*** Passage provided ***

Transesophageal echocardiography (TEE) provides higher spatial and temporal resolution and is often required for definitive mechanism classification, particularly when planning transcatheter intervention or transvenous lead extraction (TLE). TEE enables a detailed assessment of leaflet perforation, adhesions, or flail segments and plays a central role in intraprocedural guidance during TTVI [22,23,24]. Standardized TR quantification, integrating vena contracta width, effective regurgitant orifice area, hepatic vein flow, and three-dimensional jet assessment, is essential to avoid underestimation of the severity of CIED-induced TR [19,20].

3.3.2. Computed Tomography

Cardiac CT offers superior spatial resolution and is increasingly used for procedural planning in patients with CIEDs undergoing TTVI or transvenous lead extraction (TLE). CT allows precise assessment of lead–leaflet interaction, tricuspid annular dimensions, and proximity to adjacent structures such as the right coronary artery, which is critical for transcatheter valve replacement planning. CT characterizes central venous anatomy, which is relevant in patients being considered for extraction or CIED implants that do not include transvalvular leads [25].

4. Transcatheter Tricuspid Valve Interventions and CIED Lead Considerations

Current TTVI modalities include (1) transcatheter edge-to-edge repair (T-TEER) using devices such as TriClip and PASCAL; (2) transcatheter tricuspid valve replacement (TTVR) with systems such as EVOQUE; (3) direct percutaneous annuloplasty (Cardioband); (4) heterotopic caval valve implantation (CAVI); and (5) tricuspid valve-in-valve (TTVIV) procedures for failed surgical bioprostheses. Understanding how each TTVI modality interacts with existing CIED leads is essential for procedural planning and lead management. This section reviews the current TTVI strategies and the lead-related risks associated with each approach (Table 2, Figure 3).

4.1. Transcatheter Tricuspid Edge-to-Edge Repair (T-TEER)

T-TEER is the most widely adopted TTVI modality due to its favorable safety profile and the ability to maintain future therapeutic options. T-TEER approximates the tricuspid leaflets to reduce the regurgitant orifice area, mimicking the surgical Alfieri stitch. Currently available T-TEER devices are the TriClip [26] (Abbott Structural Heart) and PASCAL [27] (Edwards Lifesciences, CE-marked in the EU, but not FDA-approved yet). In the TRILUMINATE trial, T-TEER was superior to medical therapy alone in reducing heart failure hospitalizations and improving quality of life and patient-reported health status [28].

*** End of Passage provided ***
*** Material shown ***

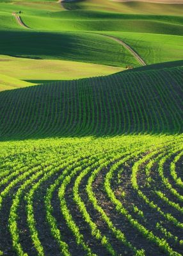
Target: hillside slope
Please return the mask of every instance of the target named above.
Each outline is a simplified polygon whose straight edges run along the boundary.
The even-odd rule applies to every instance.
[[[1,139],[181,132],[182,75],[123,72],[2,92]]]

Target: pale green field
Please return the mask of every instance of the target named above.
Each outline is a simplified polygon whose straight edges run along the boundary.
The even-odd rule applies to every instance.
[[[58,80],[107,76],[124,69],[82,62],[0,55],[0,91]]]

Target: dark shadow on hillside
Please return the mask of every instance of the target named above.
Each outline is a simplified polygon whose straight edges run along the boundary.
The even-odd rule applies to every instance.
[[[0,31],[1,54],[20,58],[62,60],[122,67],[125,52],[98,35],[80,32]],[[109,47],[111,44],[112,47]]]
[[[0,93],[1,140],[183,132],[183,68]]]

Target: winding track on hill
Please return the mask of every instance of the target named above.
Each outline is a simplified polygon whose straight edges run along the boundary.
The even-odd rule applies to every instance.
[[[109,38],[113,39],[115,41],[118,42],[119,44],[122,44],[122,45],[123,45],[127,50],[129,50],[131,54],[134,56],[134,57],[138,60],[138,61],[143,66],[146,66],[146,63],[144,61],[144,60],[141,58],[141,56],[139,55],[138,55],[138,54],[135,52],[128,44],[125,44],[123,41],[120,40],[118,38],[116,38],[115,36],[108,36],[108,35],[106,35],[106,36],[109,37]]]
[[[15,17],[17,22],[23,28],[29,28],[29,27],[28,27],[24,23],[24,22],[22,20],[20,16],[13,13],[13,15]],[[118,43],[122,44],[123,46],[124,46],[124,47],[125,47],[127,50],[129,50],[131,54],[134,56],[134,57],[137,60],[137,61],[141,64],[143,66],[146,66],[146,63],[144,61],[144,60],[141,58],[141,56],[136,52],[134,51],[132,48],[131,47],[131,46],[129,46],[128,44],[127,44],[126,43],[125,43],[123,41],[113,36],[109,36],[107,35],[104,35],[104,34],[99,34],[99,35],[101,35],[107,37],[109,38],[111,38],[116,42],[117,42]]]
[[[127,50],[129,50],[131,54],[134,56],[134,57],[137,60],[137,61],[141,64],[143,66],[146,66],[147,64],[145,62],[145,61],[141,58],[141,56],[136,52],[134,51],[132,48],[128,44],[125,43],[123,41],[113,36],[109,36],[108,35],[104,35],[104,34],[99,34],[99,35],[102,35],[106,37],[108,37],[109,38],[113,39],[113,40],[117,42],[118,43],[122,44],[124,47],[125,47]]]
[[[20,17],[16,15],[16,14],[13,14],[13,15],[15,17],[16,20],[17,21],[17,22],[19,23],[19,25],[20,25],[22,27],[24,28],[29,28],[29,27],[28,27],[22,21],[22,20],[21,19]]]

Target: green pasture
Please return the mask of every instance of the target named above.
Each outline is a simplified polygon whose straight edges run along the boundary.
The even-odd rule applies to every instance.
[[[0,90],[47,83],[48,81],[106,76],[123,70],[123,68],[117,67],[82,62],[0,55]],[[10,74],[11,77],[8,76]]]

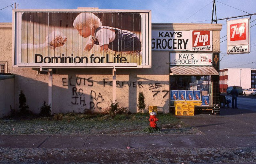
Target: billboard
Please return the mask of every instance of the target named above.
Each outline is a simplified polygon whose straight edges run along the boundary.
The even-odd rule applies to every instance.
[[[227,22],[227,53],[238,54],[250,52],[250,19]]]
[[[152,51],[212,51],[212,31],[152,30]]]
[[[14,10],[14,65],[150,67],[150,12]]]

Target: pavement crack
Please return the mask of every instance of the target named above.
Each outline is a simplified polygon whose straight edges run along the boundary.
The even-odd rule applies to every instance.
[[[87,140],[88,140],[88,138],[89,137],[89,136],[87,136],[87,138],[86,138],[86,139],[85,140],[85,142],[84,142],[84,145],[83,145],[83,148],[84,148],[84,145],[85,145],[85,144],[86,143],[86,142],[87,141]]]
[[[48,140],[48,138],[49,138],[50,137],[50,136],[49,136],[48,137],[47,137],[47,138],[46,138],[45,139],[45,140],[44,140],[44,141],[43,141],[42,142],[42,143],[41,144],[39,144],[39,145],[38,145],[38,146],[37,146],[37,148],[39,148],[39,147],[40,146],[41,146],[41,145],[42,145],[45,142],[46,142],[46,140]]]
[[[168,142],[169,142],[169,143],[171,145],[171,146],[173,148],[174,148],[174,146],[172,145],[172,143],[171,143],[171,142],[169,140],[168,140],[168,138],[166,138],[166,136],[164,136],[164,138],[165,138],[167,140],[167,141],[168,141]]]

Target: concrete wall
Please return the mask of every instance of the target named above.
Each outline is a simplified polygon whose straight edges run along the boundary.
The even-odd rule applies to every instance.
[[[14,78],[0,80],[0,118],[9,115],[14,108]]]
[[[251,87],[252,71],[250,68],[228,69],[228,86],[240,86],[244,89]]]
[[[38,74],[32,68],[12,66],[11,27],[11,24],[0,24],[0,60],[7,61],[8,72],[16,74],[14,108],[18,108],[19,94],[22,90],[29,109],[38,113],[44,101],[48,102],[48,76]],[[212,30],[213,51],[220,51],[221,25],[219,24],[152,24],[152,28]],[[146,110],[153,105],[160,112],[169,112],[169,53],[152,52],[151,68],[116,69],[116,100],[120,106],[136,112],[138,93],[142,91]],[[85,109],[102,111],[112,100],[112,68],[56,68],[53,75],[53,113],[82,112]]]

*** End of Material shown ***

Instructions
(a) List every TTVI modality that the tricuspid valve passage names.
(b) Answer these questions from the tricuspid valve passage, one line each:
(i) Which coronary artery does the passage mention when describing structures near the tricuspid annulus that CT can assess?
(ii) Which company makes the TriClip device?
(iii) In the TRILUMINATE trial, what was T-TEER compared against?
(c) Copy out the tricuspid valve passage from "Current TTVI modalities" up to and including "2, Figure 3).".

Answers to the exercise
(a)
1. Transcatheter edge-to-edge repair (T-TEER)
2. Transcatheter tricuspid valve replacement (TTVR)
3. Direct percutaneous annuloplasty (Cardioband)
4. Heterotopic caval valve implantation (CAVI)
5. Tricuspid valve-in-valve (TTVIV) procedures for failed surgical bioprostheses

(b)
(i) The right coronary artery.
(ii) Abbott Structural Heart.
(iii) Medical therapy alone.

(c)
Current TTVI modalities include (1) transcatheter edge-to-edge repair (T-TEER) using devices such as TriClip and PASCAL; (2) transcatheter tricuspid valve replacement (TTVR) with systems such as EVOQUE; (3) direct percutaneous annuloplasty (Cardioband); (4) heterotopic caval valve implantation (CAVI); and (5) tricuspid valve-in-valve (TTVIV) procedures for failed surgical bioprostheses. Understanding how each TTVI modality interacts with existing CIED leads is essential for procedural planning and lead management. This section reviews the current TTVI strategies and the lead-related risks associated with each approach (Table 2, Figure 3).